REQUIRED WORK: Format every line of the entries below as a JSON list of strings, one string per line, leaving out any blank lines.

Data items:

▬▬▬▬▬▬

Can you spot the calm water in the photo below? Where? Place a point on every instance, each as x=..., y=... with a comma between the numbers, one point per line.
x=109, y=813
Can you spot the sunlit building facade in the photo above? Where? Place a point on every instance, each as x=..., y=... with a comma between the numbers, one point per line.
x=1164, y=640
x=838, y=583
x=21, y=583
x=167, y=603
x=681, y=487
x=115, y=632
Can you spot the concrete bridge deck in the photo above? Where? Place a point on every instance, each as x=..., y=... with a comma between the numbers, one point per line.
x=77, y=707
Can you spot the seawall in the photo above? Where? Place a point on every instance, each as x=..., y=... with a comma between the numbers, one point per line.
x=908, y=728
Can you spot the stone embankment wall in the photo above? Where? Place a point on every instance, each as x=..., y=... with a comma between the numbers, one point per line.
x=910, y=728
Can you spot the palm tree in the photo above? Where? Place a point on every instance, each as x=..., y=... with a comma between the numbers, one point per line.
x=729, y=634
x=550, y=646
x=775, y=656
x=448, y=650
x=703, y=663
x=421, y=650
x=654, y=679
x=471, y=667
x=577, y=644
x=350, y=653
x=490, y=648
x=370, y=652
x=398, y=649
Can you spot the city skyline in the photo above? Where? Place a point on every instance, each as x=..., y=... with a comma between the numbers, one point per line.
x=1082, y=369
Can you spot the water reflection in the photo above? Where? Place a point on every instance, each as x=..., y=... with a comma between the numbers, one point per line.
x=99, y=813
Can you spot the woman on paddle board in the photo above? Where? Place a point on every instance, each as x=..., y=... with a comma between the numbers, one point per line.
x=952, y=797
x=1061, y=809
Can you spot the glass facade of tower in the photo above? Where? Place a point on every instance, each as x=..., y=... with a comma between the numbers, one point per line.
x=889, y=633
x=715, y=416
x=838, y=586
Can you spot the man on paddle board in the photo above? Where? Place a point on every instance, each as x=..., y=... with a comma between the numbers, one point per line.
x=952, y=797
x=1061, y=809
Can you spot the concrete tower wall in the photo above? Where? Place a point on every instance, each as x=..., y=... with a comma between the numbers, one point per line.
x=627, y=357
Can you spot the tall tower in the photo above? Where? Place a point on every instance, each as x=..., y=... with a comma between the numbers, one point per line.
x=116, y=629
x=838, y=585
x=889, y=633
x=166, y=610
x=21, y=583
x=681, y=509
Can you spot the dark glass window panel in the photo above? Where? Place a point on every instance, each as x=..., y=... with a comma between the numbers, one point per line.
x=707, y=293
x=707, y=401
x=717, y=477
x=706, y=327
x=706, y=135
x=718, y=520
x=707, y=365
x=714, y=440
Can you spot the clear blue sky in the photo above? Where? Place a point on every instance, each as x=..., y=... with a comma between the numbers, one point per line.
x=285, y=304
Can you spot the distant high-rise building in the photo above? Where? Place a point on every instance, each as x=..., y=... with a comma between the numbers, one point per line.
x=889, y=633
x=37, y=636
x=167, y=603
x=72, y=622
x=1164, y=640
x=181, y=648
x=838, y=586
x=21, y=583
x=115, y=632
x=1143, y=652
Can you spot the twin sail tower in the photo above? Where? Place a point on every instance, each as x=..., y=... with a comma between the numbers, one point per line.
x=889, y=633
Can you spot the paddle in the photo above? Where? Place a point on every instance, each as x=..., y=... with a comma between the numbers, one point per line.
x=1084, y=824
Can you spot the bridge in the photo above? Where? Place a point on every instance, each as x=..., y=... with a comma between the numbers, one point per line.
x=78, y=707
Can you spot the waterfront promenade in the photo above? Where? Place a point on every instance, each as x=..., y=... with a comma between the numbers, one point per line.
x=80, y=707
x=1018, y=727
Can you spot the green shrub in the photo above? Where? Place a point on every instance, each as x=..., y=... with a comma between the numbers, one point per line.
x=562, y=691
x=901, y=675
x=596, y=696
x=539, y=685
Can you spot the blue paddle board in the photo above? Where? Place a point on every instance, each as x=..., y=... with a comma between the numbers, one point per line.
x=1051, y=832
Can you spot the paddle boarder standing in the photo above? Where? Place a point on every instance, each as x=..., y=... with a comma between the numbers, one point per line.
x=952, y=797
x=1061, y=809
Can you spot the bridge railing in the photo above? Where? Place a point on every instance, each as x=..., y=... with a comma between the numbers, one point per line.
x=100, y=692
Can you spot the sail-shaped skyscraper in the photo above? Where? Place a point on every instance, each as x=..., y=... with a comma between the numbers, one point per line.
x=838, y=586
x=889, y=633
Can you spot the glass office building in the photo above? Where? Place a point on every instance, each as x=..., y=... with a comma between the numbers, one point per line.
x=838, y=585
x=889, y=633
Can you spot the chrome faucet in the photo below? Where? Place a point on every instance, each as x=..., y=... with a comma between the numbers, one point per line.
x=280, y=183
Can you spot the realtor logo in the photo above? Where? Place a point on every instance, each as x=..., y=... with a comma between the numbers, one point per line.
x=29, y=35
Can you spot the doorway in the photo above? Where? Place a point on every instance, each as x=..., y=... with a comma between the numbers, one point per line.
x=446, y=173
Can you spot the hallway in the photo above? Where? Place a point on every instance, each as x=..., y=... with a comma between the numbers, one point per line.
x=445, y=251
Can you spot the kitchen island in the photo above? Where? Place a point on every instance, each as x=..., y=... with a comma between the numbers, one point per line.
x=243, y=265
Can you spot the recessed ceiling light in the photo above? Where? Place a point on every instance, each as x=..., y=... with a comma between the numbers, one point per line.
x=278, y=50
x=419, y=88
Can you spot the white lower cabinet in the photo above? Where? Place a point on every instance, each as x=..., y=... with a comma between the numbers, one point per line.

▬▬▬▬▬▬

WRITTEN ANSWER:
[
  "Can you spot the calm water in the photo below? Where? Place a point on every instance, each as x=..., y=... with a comma between the numbers, one point per line.",
  "x=109, y=813",
  "Can you spot the sunlit building facade in the photo above? Where? Place a point on every instance, each as x=..., y=... with a comma between the numbers, one point per line.",
  "x=1164, y=640",
  "x=838, y=583",
  "x=21, y=583",
  "x=167, y=603",
  "x=681, y=487",
  "x=115, y=632",
  "Can you spot the concrete bridge deck in the photo above? Where? Place a point on every instance, each as x=..., y=... with a comma between the numbers, one point per line.",
  "x=77, y=707",
  "Can you spot the seawall in the photo above? Where? Place a point on every instance, each as x=..., y=... with a comma between the numbers, one point per line.",
  "x=908, y=728",
  "Can you spot the stone embankment wall in the photo above? Where? Place a point on every instance, each as x=..., y=... with a comma between the numbers, one point per line.",
  "x=910, y=728",
  "Can you spot the palm tree in the photo above? Where? Place a point on every instance, each as x=..., y=... with a comma between the numbers, one point per line.",
  "x=729, y=634",
  "x=550, y=646",
  "x=775, y=656",
  "x=448, y=650",
  "x=703, y=663",
  "x=421, y=650",
  "x=654, y=679",
  "x=471, y=667",
  "x=577, y=644",
  "x=350, y=653",
  "x=490, y=648",
  "x=370, y=652",
  "x=398, y=649",
  "Can you spot the city skyline in the photo above? Where? Place a point on every instance, each as x=..., y=... with a comma between the numbers, one point per line.",
  "x=1082, y=369",
  "Can you spot the water reflection in the photo above? Where? Place a point on every instance, each as x=..., y=... with a comma between the numbers, one point per line.",
  "x=99, y=813",
  "Can you spot the woman on paddle board in the photo above? Where? Place a point on every instance, each as x=..., y=... with a comma between the numbers, one point per line.",
  "x=952, y=797",
  "x=1061, y=809",
  "Can you spot the glass facade of tower in the photo above? Where? Place a point on every instance, each as x=..., y=... with a comma between the numbers, one point per line.",
  "x=889, y=633",
  "x=715, y=416",
  "x=838, y=586",
  "Can you spot the man on paddle board in the photo above? Where? Place a point on every instance, each as x=..., y=... with a comma between the numbers, one point per line.",
  "x=952, y=797",
  "x=1061, y=809",
  "Can you spot the concrete tower wall in the photo above? Where? Place a point on every instance, each as x=..., y=... with a comma between the numbers, one point per line.",
  "x=627, y=357",
  "Can you spot the tall tower in the photo above? Where? Place a point on every instance, each as x=..., y=... with a comma between the numbers, one point per line.",
  "x=116, y=629",
  "x=838, y=585",
  "x=889, y=633",
  "x=166, y=610",
  "x=21, y=583",
  "x=681, y=509",
  "Can you spot the dark glass window panel in the photo above? Where? Place a point on every instance, each as x=..., y=... with a comma between the numbers, one point per line.",
  "x=707, y=293",
  "x=707, y=401",
  "x=717, y=477",
  "x=706, y=327",
  "x=706, y=135",
  "x=718, y=520",
  "x=707, y=365",
  "x=714, y=440",
  "Can you spot the clear blue sky in the photo above? Where? Place a point on every instance, each as x=..., y=... with a comma between the numbers, one point per line.",
  "x=285, y=304",
  "Can you spot the distant high-rise building in the photo above? Where? Place a point on every instance, each as x=..., y=... with a comma between the numbers, one point per line.",
  "x=889, y=633",
  "x=37, y=636",
  "x=167, y=603",
  "x=72, y=622",
  "x=1164, y=640",
  "x=181, y=648",
  "x=838, y=586",
  "x=21, y=583",
  "x=115, y=632",
  "x=1143, y=652",
  "Can you spot the twin sail tower in the photo above? Where? Place a point on every instance, each as x=..., y=... with a comma between the numbers, one point per line.",
  "x=889, y=633",
  "Can you spot the paddle in the photo above? Where? Place a point on every instance, each as x=..., y=... with a comma between the numbers, one point per line.",
  "x=1084, y=824",
  "Can you spot the bridge in the photo above? Where? Place a point on every instance, each as x=..., y=... with a comma between the numbers, one point per line.",
  "x=78, y=707",
  "Can you spot the waterfront promenade in the photo above? Where? Place a point on every instance, each as x=..., y=... with a comma between the numbers, one point per line.",
  "x=80, y=707",
  "x=1018, y=727",
  "Can you spot the green shrub in the photo above? Where? Place a point on every instance, each as x=..., y=... with a comma between the numbers, one point per line.",
  "x=562, y=691",
  "x=901, y=675",
  "x=596, y=696",
  "x=539, y=685",
  "Can you spot the blue paddle board in the photo above? Where? Place a point on every instance, each as x=..., y=... with a comma between the numbers, one point per line.",
  "x=1051, y=832",
  "Can you spot the paddle boarder standing in the photo above? Where? Place a point on every instance, each as x=..., y=... with a comma between the numbers, one point per line.",
  "x=952, y=797",
  "x=1061, y=809",
  "Can you spot the bridge railing in the photo above? Where? Place a point on every instance, each as x=..., y=... with a comma between the numbers, one point per line.",
  "x=100, y=692",
  "Can you spot the sail-shaped skyscraper in the photo above? Where? Place a point on every instance, each as x=..., y=... with a comma between the numbers, one point per line.",
  "x=838, y=586",
  "x=889, y=633",
  "Can you spot the glass office building in the photo above? Where? Place a point on every instance, each as x=..., y=... with a comma between the numbers, one point per line.",
  "x=838, y=585",
  "x=889, y=633",
  "Can you spot the chrome faucet in the photo below? Where? Place a point on every instance, each as x=..., y=... with a comma between the numbers, one point per line.",
  "x=280, y=183",
  "Can you spot the realtor logo in the photo above? Where? Place a point on every instance, each as x=..., y=... with a comma between the numbers, one point per line.",
  "x=29, y=35",
  "Can you spot the doorway in the photo above? Where? Place a point on every instance, each as x=..., y=... with a comma between the numbers, one point per line.",
  "x=446, y=173",
  "Can you spot the hallway in the photo above? Where? Place a point on every instance, each as x=..., y=... with a comma between the numbers, one point per line.",
  "x=445, y=251",
  "Can you spot the kitchen island in the photo above? Where? Place a point on every instance, each as x=..., y=... with a comma between the numbers, one point per line.",
  "x=243, y=265",
  "Can you spot the recessed ceiling light in the photo above? Where? Place a point on every instance, each as x=..., y=... with a comma between the numbers, one point per line.",
  "x=278, y=50",
  "x=419, y=88",
  "Can you spot the white lower cabinet in the photo above? Where? Place a point on every instance, each as x=..., y=... with a comma between the numbers, one point per line."
]